◆ Written task:
Starting at the line that contains "Point out the woman's arm in this photo." and continuing through the last of the rows, recast each line as a Markdown table with the columns Number and Line, omitting blank lines.

--- Begin Given data ---

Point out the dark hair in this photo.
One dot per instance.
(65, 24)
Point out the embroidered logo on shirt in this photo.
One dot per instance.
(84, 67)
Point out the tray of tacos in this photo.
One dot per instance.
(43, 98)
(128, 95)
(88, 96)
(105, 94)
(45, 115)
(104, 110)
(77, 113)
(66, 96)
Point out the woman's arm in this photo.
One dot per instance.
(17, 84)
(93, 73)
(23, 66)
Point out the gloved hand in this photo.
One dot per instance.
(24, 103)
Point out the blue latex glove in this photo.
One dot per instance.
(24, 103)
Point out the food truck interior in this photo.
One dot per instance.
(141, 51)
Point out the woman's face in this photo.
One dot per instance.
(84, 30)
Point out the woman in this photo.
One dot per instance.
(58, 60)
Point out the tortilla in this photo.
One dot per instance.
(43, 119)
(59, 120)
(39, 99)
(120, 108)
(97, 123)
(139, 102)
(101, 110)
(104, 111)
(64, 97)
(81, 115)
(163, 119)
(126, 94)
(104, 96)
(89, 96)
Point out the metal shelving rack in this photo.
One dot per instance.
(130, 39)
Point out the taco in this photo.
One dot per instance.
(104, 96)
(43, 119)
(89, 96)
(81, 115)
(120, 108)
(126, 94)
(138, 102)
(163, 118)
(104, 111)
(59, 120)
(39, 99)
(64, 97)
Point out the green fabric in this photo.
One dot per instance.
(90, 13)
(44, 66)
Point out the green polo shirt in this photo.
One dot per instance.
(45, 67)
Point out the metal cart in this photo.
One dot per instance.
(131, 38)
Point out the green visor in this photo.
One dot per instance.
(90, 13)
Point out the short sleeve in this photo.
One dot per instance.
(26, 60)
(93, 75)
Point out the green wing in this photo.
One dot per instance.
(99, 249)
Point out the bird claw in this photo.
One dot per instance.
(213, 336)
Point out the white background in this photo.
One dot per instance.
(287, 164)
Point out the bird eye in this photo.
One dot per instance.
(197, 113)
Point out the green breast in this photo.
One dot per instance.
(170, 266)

--- End Given data ---

◆ Full output:
| Number | Line |
|---|---|
| 1 | Point out the woman's arm in this photo. |
| 2 | One dot per instance. |
| 3 | (17, 84) |
| 4 | (93, 73) |
| 5 | (23, 66) |
| 6 | Point out the gloved hand in this photo. |
| 7 | One dot per instance. |
| 8 | (24, 103) |
| 9 | Point out the blue latex glove in this photo. |
| 10 | One dot per instance. |
| 11 | (24, 103) |
| 12 | Point out the food truck interior in this photo. |
| 13 | One dot per instance. |
| 14 | (141, 51) |
| 15 | Point out the woman's face in this photo. |
| 16 | One dot per instance. |
| 17 | (84, 30) |
| 18 | Point out the woman in this photo. |
| 19 | One dot per instance. |
| 20 | (58, 60) |
| 21 | Point out the tortilla in this photo. |
| 22 | One dot per instance. |
| 23 | (43, 119) |
| 24 | (59, 120) |
| 25 | (39, 99) |
| 26 | (120, 108) |
| 27 | (97, 123) |
| 28 | (139, 102) |
| 29 | (101, 110) |
| 30 | (104, 111) |
| 31 | (64, 97) |
| 32 | (81, 115) |
| 33 | (163, 119) |
| 34 | (126, 94) |
| 35 | (104, 96) |
| 36 | (89, 96) |
| 37 | Point out the metal shelving rack in this photo. |
| 38 | One dot per instance. |
| 39 | (130, 39) |
| 40 | Point out the taco in this photo. |
| 41 | One dot per instance. |
| 42 | (104, 96) |
| 43 | (43, 119) |
| 44 | (89, 96) |
| 45 | (81, 115) |
| 46 | (120, 108) |
| 47 | (126, 94) |
| 48 | (138, 102) |
| 49 | (163, 118) |
| 50 | (104, 111) |
| 51 | (59, 120) |
| 52 | (39, 99) |
| 53 | (64, 97) |
| 54 | Point out the green fabric in this photo. |
| 55 | One dot per instance. |
| 56 | (90, 13) |
| 57 | (44, 66) |
| 58 | Point out the green polo shirt in this photo. |
| 59 | One dot per instance. |
| 60 | (45, 67) |
| 61 | Point out the metal cart in this photo. |
| 62 | One dot per instance. |
| 63 | (131, 38) |
| 64 | Point out the green visor in this photo. |
| 65 | One dot per instance. |
| 66 | (90, 13) |
| 67 | Point out the short sleeve in this photo. |
| 68 | One dot per instance. |
| 69 | (26, 60) |
| 70 | (93, 75) |
| 71 | Point out the green wing in this photo. |
| 72 | One dot per instance. |
| 73 | (99, 249) |
| 74 | Point out the bird claw in this photo. |
| 75 | One dot per instance. |
| 76 | (213, 336) |
| 77 | Point out the white background in this photo. |
| 78 | One dot per instance. |
| 79 | (287, 164) |
| 80 | Point out the bird eye in this photo. |
| 81 | One dot per instance. |
| 82 | (197, 113) |
| 83 | Point out the green breast in this photo. |
| 84 | One dot per instance. |
| 85 | (170, 266) |